* [Texto fornecido]
Confesso que nessa altura tal juízo me pareceu tão rude quão cruel. Foi necessário que eu tivesse aprendido a nadar para me aperceber da subtil sabedoria implícita, contida nas palavras do professor Silva Dias. Por isso lhe guardo o respeito a que a sua memória faz jus. Hoje, um desses pseudo-pedagogos de plástico talvez tivesse respondido ao meu aflito inquérito com as seguintes considerações: - Investigar? Mas para que diabo quer você investigar? Vá à Internet, meu amigo. Vá lá e compre uma investigação já feita. Um mestrado é barato! Um diploma de doutoramento custa um pouco mais. Mas vale a pena gastar dinheiro em obra asseada, não lhe parece? Investigar! Isto é que ele é parvo …
Como me orgulho de ter sido discípulo do saudosíssimo Doutor José Sebastião da Silva Dias! Que a terra lhe seja leve!

8 de outubro de 2007

OLHARES

Existe no olhar qualquer coisa de perturbante. Recordo olhares que profundamente ecoaram em mim, como se houvesse (e havia …) toda uma mensagem a encher o espaço que ia dos meus olhos àqueles outros que me fitavam.

* [Exercício 1]
Responda às perguntas seguintes com base no texto.
(a) O que foi necessário o narrador aprender para se aperceber da sabedoria contida nas palavras do professor?
(b) Que data aparece no texto?
(c) Qual é o título que surge antes da parte sobre o olhar?
* [Exercício 2] Transcreva do texto o trecho que começa nas palavras "Existe no olhar" e termina depois de "que me fitavam.".
* [Exercício 3]
Diga se cada afirmação concorda com o texto, respondendo sim ou não e citando as palavras do texto que o decidem.
(a) O narrador declara ter sido discípulo do Doutor José Sebastião da Silva Dias.
(b) No texto, um diploma de doutoramento custa menos do que um mestrado.
(c) Ao princípio, o juízo do professor pareceu sábio ao narrador.

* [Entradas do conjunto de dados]
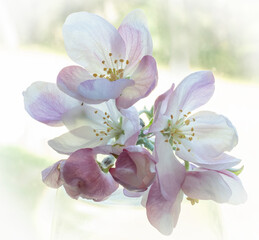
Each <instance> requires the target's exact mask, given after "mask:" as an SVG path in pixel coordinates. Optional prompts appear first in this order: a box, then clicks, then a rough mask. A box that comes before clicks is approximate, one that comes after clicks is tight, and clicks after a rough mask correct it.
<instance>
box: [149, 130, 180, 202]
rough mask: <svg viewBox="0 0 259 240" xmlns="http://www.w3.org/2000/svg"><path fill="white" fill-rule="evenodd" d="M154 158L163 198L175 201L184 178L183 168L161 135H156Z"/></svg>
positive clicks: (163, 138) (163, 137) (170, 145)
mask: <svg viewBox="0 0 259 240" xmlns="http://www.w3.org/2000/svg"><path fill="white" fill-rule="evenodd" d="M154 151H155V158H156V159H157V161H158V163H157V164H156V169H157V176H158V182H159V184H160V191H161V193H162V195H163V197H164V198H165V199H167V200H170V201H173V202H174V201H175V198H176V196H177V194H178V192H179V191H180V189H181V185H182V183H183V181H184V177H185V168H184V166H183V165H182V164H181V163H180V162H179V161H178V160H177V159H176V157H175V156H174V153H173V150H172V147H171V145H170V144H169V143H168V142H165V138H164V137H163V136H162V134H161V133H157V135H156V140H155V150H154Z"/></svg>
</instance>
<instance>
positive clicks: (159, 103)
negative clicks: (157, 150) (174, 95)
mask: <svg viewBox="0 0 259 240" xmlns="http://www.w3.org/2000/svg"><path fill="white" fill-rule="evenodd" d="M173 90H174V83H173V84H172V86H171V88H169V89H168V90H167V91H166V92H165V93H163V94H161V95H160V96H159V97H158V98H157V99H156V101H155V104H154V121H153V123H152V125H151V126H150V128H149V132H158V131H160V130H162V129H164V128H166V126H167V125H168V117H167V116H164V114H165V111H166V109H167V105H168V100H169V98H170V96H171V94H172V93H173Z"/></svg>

==

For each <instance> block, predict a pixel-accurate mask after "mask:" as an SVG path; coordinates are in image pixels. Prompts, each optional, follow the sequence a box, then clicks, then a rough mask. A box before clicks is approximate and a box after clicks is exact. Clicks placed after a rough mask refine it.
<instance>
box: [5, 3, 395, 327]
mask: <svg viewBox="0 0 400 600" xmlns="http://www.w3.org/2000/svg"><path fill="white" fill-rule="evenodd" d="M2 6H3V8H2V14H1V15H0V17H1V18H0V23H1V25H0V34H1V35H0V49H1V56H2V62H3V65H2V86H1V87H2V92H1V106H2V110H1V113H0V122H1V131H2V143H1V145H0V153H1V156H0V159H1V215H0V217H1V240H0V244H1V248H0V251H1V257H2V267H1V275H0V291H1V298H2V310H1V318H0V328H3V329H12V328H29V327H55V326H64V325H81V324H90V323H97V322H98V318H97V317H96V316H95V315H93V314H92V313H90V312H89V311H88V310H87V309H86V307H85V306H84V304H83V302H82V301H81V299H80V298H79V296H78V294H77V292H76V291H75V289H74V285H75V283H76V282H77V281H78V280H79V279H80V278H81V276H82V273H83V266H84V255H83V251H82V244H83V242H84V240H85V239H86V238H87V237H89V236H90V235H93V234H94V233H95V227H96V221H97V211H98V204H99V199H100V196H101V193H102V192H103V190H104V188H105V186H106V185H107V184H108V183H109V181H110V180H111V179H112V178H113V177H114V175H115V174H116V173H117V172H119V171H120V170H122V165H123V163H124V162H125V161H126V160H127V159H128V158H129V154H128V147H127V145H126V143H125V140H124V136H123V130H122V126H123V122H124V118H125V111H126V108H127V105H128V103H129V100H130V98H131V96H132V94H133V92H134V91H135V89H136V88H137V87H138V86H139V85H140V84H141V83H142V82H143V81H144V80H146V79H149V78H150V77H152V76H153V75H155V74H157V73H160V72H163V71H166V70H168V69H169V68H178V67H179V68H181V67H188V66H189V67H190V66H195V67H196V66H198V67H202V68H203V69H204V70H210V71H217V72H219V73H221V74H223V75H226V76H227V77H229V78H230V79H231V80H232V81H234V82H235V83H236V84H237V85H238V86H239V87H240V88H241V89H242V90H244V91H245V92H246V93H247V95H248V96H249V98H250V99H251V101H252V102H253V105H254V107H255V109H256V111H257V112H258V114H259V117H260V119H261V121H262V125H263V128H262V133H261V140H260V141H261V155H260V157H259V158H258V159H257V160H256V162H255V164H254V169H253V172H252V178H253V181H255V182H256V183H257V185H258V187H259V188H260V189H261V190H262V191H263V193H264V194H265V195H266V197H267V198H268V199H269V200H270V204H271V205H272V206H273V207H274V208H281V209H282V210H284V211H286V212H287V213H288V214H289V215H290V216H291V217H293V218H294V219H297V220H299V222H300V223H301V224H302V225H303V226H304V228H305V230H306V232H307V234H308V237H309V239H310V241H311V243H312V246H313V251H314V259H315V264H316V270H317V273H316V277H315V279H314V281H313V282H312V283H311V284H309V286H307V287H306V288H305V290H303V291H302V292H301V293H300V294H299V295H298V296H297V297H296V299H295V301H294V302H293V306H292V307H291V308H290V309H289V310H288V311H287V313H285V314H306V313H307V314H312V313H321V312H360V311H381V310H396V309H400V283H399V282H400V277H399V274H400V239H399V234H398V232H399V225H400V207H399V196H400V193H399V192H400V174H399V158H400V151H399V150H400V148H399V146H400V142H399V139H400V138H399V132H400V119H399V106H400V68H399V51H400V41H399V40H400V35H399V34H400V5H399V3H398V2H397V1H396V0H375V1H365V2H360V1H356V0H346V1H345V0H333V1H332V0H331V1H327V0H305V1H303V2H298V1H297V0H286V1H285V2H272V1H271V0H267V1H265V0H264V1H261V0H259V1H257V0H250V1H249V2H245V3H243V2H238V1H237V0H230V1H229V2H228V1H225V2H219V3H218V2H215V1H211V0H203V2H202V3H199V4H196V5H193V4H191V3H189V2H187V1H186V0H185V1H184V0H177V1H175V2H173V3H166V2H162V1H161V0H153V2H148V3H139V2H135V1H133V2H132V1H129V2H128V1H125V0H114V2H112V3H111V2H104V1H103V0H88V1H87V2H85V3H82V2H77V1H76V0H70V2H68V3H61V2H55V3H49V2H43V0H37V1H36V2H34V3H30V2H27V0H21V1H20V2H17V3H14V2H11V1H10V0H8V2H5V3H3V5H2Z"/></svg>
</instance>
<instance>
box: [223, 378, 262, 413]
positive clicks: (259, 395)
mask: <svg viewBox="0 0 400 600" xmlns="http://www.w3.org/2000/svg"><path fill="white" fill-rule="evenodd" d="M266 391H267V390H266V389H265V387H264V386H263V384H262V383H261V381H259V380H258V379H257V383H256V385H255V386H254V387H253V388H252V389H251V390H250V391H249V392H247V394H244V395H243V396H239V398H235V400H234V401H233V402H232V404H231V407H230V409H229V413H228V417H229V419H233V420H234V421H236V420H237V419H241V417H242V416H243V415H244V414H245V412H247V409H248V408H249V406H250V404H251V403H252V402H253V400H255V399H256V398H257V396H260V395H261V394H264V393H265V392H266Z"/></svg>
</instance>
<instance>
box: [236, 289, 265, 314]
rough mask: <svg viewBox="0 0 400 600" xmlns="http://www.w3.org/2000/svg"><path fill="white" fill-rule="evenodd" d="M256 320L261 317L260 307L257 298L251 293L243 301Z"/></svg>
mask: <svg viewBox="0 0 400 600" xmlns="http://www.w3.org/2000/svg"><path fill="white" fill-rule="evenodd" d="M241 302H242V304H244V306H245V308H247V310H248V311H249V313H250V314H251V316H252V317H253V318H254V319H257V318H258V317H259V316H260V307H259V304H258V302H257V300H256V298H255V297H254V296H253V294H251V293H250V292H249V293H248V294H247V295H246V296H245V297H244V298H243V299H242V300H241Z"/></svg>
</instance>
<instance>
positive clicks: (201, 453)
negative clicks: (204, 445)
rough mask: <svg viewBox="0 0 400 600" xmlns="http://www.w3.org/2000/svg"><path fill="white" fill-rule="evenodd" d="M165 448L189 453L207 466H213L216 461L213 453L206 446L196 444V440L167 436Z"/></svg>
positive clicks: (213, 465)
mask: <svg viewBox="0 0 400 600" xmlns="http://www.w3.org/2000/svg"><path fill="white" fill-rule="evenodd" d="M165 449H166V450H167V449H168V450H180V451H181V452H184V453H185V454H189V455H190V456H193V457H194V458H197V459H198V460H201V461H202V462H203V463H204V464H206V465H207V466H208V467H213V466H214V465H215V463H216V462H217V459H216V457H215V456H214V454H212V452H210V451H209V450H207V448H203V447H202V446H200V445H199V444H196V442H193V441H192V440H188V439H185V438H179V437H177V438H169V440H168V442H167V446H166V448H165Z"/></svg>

* [Resposta 1]
(a) A nadar.
(b) 8 de outubro de 2007.
(c) OLHARES.

* [Resposta 2]
Existe no olhar qualquer coisa de perturbante. Recordo olhares que profundamente ecoaram em mim, como se houvesse (e havia …) toda uma mensagem a encher o espaço que ia dos meus olhos àqueles outros que me fitavam.

* [Resposta 3]
(a) Sim: "Como me orgulho de ter sido discípulo do saudosíssimo Doutor José Sebastião da Silva Dias!"
(b) Não: "Um mestrado é barato! Um diploma de doutoramento custa um pouco mais."
(c) Não: "Confesso que nessa altura tal juízo me pareceu tão rude quão cruel."